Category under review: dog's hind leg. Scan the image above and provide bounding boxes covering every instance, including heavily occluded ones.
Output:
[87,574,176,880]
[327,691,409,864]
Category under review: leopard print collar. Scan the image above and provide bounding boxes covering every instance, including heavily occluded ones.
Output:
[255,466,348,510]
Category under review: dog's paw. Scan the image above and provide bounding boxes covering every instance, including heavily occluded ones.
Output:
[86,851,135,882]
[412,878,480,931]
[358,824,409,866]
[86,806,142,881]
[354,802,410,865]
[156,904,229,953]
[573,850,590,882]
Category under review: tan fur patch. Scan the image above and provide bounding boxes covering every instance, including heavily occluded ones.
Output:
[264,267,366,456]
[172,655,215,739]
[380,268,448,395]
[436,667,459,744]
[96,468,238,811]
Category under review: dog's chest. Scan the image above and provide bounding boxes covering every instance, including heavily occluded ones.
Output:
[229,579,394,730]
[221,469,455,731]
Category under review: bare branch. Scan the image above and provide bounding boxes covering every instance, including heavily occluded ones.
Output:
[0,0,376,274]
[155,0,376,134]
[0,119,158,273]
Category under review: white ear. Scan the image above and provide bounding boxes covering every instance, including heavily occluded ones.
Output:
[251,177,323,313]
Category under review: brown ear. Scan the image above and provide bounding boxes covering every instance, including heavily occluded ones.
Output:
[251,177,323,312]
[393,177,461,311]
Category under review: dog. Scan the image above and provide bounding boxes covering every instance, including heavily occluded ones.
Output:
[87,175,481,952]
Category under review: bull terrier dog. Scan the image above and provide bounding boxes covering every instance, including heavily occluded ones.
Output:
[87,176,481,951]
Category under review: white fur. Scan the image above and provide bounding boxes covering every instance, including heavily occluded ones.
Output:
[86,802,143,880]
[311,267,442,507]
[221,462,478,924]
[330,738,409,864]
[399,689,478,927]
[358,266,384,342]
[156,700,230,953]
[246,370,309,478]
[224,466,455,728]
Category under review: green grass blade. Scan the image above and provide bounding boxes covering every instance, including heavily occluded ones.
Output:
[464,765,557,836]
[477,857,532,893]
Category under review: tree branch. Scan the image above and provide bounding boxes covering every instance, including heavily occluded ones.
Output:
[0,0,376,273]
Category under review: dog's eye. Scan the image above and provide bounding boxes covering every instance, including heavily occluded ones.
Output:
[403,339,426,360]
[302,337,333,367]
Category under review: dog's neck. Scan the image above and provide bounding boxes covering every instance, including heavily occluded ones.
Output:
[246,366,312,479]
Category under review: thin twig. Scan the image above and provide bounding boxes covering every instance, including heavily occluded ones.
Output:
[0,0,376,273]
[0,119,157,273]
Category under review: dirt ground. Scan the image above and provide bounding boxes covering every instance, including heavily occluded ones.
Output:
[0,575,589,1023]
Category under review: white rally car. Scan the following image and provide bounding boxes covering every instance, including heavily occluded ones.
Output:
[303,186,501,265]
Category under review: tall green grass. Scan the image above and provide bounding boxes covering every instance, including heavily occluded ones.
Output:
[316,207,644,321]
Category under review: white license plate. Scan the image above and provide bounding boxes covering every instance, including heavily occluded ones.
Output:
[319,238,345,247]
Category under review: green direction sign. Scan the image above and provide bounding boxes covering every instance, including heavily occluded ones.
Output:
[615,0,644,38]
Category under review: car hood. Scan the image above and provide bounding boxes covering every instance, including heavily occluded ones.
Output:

The task: All of the material must be written out again exactly.

Answer section:
Category under review: dog's hind leg. Scan the image above and provide bounding boxes covering every instance, including heavily occluded ones.
Output:
[87,574,176,880]
[327,691,409,864]
Category under review: leopard print collar. Scan the image above and provide bounding boxes covering every instance, including heavily occluded ones.
Output:
[255,466,348,510]
Category under review: dog's paw. Scan the image above and provide bounding boxes covering every instance, including heavily occluded ones.
Output:
[86,851,135,882]
[412,878,480,931]
[358,824,409,866]
[86,806,142,881]
[354,802,410,865]
[156,904,229,953]
[573,850,590,882]
Category under review: tan fur patch. Scan the image above and provide bounding boxes covering every instance, including heavily occluded ones.
Output:
[264,267,366,456]
[172,655,215,739]
[380,268,448,395]
[436,667,459,744]
[96,468,238,811]
Category under review: dog's chest. Scan the image above and provide bounding boxes covering every instance, including heavily occluded ones.
Output:
[229,579,394,730]
[221,469,455,731]
Category under review: bare branch. Scan the image above and provide bounding boxes covering every instance, including heavily occluded ones.
Output:
[0,0,376,274]
[155,0,376,134]
[0,119,158,273]
Category under review: white ear. Scan the image above and provide bounding boxes covering every instance, including heavily occluded ones.
Output:
[251,177,323,313]
Category under review: brown ear. Scan the image above and provide bounding boxes covering every instance, including heavily occluded ones.
Output:
[251,177,323,312]
[393,177,461,311]
Category under review: dog. Scan the image above and provide bounding boxes covering every instance, including heavily occluded ones.
Output:
[87,175,481,952]
Category under review: bull terrier dog. Scan the image above and provide bounding boxes covering every instance, including heavily occluded ones.
Output:
[87,176,481,951]
Category under review: white fur. Scan the image above and provide bounding boxes covering every instance, including heavily occluded ones.
Output:
[86,802,143,880]
[311,267,442,507]
[221,462,478,924]
[330,738,409,864]
[399,689,478,927]
[358,266,384,342]
[156,700,230,953]
[246,370,309,478]
[224,466,455,728]
Category under review: green grass blade. Scan the image above and provide bounding boxes covering every instance, including heavily occluded ones.
Output:
[464,765,557,836]
[477,857,532,893]
Category under review: tree branch. Scan the image above and provide bounding boxes covering every instance, including heavily occluded ones.
Output:
[0,0,376,273]
Category under review: dog's eye. Scan the image above and provide bounding boxes covering every instance, including heavily occluded ones.
Output:
[403,339,426,360]
[302,337,333,367]
Category under review: dog's neck. Scan the image above and provide bounding boxes covering every instance, including heavily occluded ones.
Output:
[246,366,312,479]
Category under review: thin twig. Scan the image above and provide bounding boxes covering every instance, including heavily occluded ones.
Output:
[0,0,376,273]
[0,119,157,273]
Category under review: dirt ground. Scan the image above and provide bounding boxes covering every instance, including heavily occluded ones.
Output:
[0,575,589,1023]
Category under review: white rally car. Scan the following image and provide bounding boxes covering every instance, including heavily occluded ones.
Output:
[303,186,501,265]
Category under review: tall green grass. Scan the image above and provide bounding boxes covering every instance, including heavily occluded ones.
Output:
[316,207,644,321]
Category under review: white license plate. Scan the image above and provide bounding boxes covering every instance, including heavily occluded ones.
Output:
[319,238,345,247]
Category under review: green direction sign. Scan the image above and provide bounding boxes covering every instance, including heavily occluded ones.
Output:
[615,0,644,38]
Category under review: car hood. Scan the image above and provide bounding boxes covering every instance, including heavily occluded ones.
Output:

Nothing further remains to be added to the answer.